▶ **INSTRUCTIONS TO FOLLOW**
Format each line of the material below as a numbered list, skipping blank lines and leaving the pictures out.

========

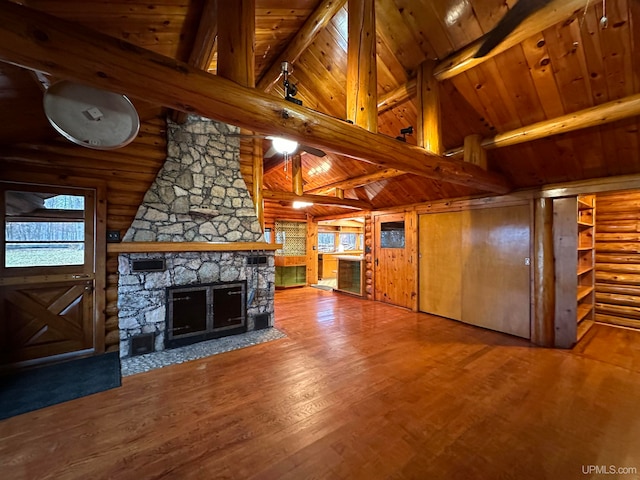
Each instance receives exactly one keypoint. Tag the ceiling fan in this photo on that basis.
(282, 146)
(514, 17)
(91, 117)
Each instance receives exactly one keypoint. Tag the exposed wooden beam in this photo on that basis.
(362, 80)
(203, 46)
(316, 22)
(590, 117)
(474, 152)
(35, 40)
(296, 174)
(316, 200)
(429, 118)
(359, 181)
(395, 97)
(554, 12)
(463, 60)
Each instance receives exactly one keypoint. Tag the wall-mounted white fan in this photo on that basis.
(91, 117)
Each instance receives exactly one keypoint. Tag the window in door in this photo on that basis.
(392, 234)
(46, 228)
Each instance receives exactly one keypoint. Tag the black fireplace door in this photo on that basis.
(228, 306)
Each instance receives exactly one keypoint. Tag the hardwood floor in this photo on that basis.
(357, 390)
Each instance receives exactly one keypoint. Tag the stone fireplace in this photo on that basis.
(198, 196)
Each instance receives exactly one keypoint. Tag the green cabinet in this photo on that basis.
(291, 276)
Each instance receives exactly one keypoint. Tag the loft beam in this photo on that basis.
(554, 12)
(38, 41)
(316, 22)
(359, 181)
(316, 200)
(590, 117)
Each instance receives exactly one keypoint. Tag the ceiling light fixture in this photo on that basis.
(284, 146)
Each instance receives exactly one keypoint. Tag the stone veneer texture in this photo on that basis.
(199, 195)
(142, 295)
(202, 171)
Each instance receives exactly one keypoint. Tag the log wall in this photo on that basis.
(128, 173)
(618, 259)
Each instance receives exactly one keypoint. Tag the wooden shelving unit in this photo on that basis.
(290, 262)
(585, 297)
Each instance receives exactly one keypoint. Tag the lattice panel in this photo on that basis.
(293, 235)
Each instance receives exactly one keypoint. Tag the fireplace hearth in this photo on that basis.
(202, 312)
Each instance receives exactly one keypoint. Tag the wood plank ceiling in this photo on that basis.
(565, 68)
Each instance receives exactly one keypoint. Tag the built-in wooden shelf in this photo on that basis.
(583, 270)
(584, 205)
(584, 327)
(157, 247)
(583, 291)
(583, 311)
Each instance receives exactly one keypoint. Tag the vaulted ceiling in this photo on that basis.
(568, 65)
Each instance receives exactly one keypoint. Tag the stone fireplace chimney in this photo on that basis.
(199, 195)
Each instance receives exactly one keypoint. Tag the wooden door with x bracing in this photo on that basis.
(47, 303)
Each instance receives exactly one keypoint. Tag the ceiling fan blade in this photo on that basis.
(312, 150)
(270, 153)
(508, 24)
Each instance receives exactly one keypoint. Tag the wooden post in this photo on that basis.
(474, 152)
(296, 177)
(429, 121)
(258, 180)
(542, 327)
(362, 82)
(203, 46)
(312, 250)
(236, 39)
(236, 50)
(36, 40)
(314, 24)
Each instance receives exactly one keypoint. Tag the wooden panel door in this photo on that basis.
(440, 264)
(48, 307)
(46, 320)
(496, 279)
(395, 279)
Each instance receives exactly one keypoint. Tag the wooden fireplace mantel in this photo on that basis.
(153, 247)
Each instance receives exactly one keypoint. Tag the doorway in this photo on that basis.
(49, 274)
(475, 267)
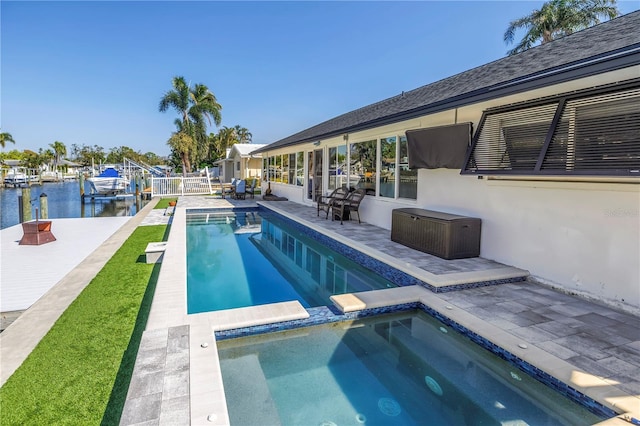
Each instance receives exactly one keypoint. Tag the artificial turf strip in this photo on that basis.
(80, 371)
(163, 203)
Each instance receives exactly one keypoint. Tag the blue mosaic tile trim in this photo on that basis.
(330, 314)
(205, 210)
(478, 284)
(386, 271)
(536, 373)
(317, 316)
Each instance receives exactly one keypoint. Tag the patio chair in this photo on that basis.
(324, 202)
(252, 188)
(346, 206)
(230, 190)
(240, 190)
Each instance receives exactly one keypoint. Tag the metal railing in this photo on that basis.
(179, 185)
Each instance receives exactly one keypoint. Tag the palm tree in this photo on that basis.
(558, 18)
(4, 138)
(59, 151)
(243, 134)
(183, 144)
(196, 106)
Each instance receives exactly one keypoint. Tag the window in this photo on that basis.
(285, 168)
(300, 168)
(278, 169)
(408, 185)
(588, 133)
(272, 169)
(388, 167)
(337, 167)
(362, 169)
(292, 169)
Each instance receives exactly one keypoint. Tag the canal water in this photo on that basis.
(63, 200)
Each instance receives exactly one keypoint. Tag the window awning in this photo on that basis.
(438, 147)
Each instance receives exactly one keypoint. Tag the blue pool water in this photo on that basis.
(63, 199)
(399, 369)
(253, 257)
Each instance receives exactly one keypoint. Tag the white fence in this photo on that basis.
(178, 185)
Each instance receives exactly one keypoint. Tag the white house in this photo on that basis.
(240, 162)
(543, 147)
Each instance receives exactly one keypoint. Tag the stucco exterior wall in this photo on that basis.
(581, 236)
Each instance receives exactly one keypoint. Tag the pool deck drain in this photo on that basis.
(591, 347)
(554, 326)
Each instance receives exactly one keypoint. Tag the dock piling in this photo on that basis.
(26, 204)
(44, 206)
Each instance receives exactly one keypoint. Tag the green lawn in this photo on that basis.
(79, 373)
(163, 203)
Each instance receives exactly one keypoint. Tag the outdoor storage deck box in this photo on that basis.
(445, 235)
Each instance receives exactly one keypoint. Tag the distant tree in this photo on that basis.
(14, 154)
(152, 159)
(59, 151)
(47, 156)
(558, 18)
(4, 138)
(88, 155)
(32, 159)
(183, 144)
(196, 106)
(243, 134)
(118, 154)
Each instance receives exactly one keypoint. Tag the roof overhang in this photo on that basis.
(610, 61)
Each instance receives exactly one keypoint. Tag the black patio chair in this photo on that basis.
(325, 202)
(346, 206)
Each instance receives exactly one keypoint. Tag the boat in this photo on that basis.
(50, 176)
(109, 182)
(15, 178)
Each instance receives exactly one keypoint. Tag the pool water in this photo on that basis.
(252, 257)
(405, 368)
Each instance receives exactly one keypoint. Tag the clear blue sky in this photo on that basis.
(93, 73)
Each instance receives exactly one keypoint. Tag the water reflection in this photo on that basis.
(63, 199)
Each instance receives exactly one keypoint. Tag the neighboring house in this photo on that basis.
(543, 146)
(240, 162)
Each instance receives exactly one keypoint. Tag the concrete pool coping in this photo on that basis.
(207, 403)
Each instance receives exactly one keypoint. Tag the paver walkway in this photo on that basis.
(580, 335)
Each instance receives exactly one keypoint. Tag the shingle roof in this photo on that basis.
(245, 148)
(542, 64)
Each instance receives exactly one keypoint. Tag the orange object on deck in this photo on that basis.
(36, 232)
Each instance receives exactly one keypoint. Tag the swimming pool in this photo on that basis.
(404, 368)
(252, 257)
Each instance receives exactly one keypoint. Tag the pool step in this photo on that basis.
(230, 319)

========

▶ **FULL OUTPUT**
1. Each instance receives exactly one keypoint. Tag the ceiling fan in this photo on that basis.
2. (282, 146)
3. (514, 17)
4. (91, 117)
5. Each instance receives exactly one keypoint. Tag the exposed wooden beam in this photo on that basis.
6. (362, 80)
7. (203, 46)
8. (316, 22)
9. (590, 117)
10. (474, 152)
11. (35, 40)
12. (296, 174)
13. (316, 200)
14. (429, 118)
15. (359, 181)
16. (395, 97)
17. (554, 12)
18. (463, 60)
19. Each instance receives exactly one keypoint. Tag the wall-mounted white fan in this photo on that basis.
20. (91, 117)
21. Each instance receives exactly one keypoint. Tag the window in door in this photo on that basis.
22. (392, 234)
23. (46, 228)
24. Each instance receives exactly one keypoint. Tag the black fireplace door in this photo on that basis.
25. (228, 306)
26. Each instance receives exactly one keypoint. Tag the hardwood floor in this photo on that basis.
27. (357, 390)
28. Each instance receives exactly one keypoint. Tag the stone fireplace in this photo on that basis.
29. (198, 196)
30. Each instance receives exactly one keypoint. Tag the green cabinet in this photo on that basis.
31. (291, 276)
32. Each instance receives exactly one keypoint. Tag the loft beam in this photo on that basis.
33. (554, 12)
34. (38, 41)
35. (316, 22)
36. (359, 181)
37. (316, 200)
38. (590, 117)
39. Each instance receives exactly one keypoint. Tag the ceiling light fixture in this photo on that basis.
40. (284, 146)
41. Each instance receives exactly one keypoint. Tag the stone veneer texture in this photo on that basis.
42. (199, 195)
43. (142, 295)
44. (202, 171)
45. Each instance receives exactly one keypoint. Tag the log wall in this photo on that basis.
46. (128, 173)
47. (618, 259)
48. Each instance receives exactly one keypoint. Tag the wooden shelving unit in this photo on that basis.
49. (290, 262)
50. (585, 297)
51. Each instance receives exactly one keypoint. Tag the lattice panel in this photo on that basis.
52. (293, 235)
53. Each instance receives exactly one keypoint. Tag the fireplace hearth in this photo on that basis.
54. (202, 312)
55. Each instance receives exactly one keypoint. Tag the wood plank ceiling in this photo on that basis.
56. (565, 68)
57. Each instance receives exactly one keypoint. Tag the built-in wooden shelf in this photo on that basis.
58. (583, 270)
59. (584, 205)
60. (584, 327)
61. (157, 247)
62. (583, 291)
63. (583, 311)
64. Each instance receives exactly one keypoint. Tag the vaulted ceiling in this photo on that basis.
65. (568, 65)
66. Each instance receives exactly one keypoint. Tag the stone fireplace chimney in this photo on that basis.
67. (199, 195)
68. Each instance receives exactly one keypoint. Tag the wooden door with x bracing in this photo on that basis.
69. (47, 303)
70. Each instance receives exactly one keypoint. Tag the ceiling fan blade in this photo on that basis.
71. (312, 150)
72. (270, 153)
73. (508, 24)
74. Each instance receives exactly one keypoint. Tag the wooden post in this photo on that basis.
75. (474, 152)
76. (296, 177)
77. (429, 121)
78. (258, 180)
79. (542, 327)
80. (362, 82)
81. (203, 46)
82. (312, 250)
83. (236, 39)
84. (236, 50)
85. (36, 40)
86. (314, 24)
87. Each instance receives exactly one keypoint. Tag the wooden panel door in this photo on that basis.
88. (440, 264)
89. (48, 307)
90. (46, 320)
91. (496, 279)
92. (395, 279)
93. Each instance receives exactly one keypoint. Tag the wooden fireplace mantel in this photo on that basis.
94. (153, 247)
95. Each instance receives exactly one keypoint. Tag the doorway in this photo on that basis.
96. (49, 274)
97. (475, 267)
98. Each instance receives exactly one keypoint. Tag the artificial turf strip in this photo on that basis.
99. (80, 371)
100. (163, 203)
101. Each instance receives exactly one keypoint. Tag the blue mosaic tile trim in this photo on that basis.
102. (330, 314)
103. (205, 210)
104. (478, 284)
105. (386, 271)
106. (536, 373)
107. (317, 316)
108. Each instance receives exactly one keypoint. Tag the patio chair in this photo on that basis.
109. (324, 202)
110. (252, 188)
111. (346, 206)
112. (230, 190)
113. (240, 190)
114. Each instance receives exactly one keypoint. Tag the metal railing in this photo on that basis.
115. (179, 185)
116. Each instance receives exactly one keypoint. Tag the palm tree in this photo on that basis.
117. (558, 18)
118. (4, 138)
119. (59, 151)
120. (243, 134)
121. (183, 144)
122. (196, 106)
123. Each instance receives exactly one keypoint. Tag the window in this photo on that basis.
124. (285, 168)
125. (300, 168)
126. (278, 169)
127. (408, 185)
128. (588, 133)
129. (272, 169)
130. (388, 167)
131. (337, 167)
132. (362, 169)
133. (292, 169)
134. Each instance receives exactly one keypoint. Tag the canal water in this photo on that basis.
135. (63, 200)
136. Each instance receives exactly one keypoint. Tag the window awning in this photo on that basis.
137. (438, 147)
138. Each instance receives exactly one keypoint. Tag the blue pool water in this photo on that basis.
139. (63, 199)
140. (399, 369)
141. (253, 257)
142. Each instance receives exactly one keypoint. Tag the white fence in this photo on that basis.
143. (178, 185)
144. Each instance receives exactly one keypoint. Tag the white house in this photo on that basis.
145. (240, 162)
146. (543, 147)
147. Each instance receives exactly one keypoint. Tag the stucco exterior wall in this photo on that basis.
148. (581, 236)
149. Each instance receives exactly one keypoint. Tag the pool deck drain in this photo on that basis.
150. (591, 347)
151. (554, 326)
152. Each instance receives exactly one keypoint. Tag the dock piling in this photo on that basis.
153. (26, 204)
154. (44, 206)
155. Each instance receives exactly one keypoint. Tag the green lawn in this photo on that basis.
156. (79, 373)
157. (163, 203)
158. Each instance receives exactly one keypoint. Tag the outdoor storage deck box in this photo on that basis.
159. (445, 235)
160. Each instance receives exactly one keypoint. Tag the distant tree in this photo on that basis.
161. (14, 154)
162. (152, 159)
163. (59, 151)
164. (47, 156)
165. (558, 18)
166. (4, 138)
167. (88, 155)
168. (32, 159)
169. (183, 144)
170. (196, 106)
171. (243, 134)
172. (118, 154)
173. Each instance receives exactly one keypoint. Tag the roof overhang in this photo on that basis.
174. (610, 61)
175. Each instance receives exactly one keypoint. Tag the black patio chair in this photo on that basis.
176. (325, 202)
177. (346, 206)
178. Each instance receives exactly one keypoint. Tag the boat in this photo on that basis.
179. (50, 176)
180. (109, 182)
181. (15, 178)
182. Each instance receives exactly one keypoint. Tag the pool water in this photo on that basis.
183. (252, 257)
184. (405, 368)
185. Each instance receives exactly one keypoint. Tag the clear blue sky in this photo on that basis.
186. (93, 73)
187. Each instance receives exactly one keypoint. Tag the water reflection in this photo on that basis.
188. (63, 199)
189. Each instance receives exactly one keypoint. Tag the neighboring house in this photo on that basis.
190. (543, 146)
191. (240, 162)
192. Each instance receives exactly one keypoint. Tag the concrete pool coping in this photo on that basis.
193. (207, 403)
194. Each instance receives exactly one keypoint. Tag the paver walkway in this photo on that basis.
195. (580, 335)
196. Each instance receives exactly one keypoint. Tag the shingle roof in this photo on that basis.
197. (245, 148)
198. (542, 64)
199. Each instance receives exactly one keypoint. Tag the orange object on deck in this photo on that basis.
200. (36, 232)
201. Each instance receives exactly one keypoint. Tag the swimming pool in this photo on that basis.
202. (404, 368)
203. (252, 257)
204. Each instance receives exactly one keypoint. Tag the pool step in this photo on that basis.
205. (230, 319)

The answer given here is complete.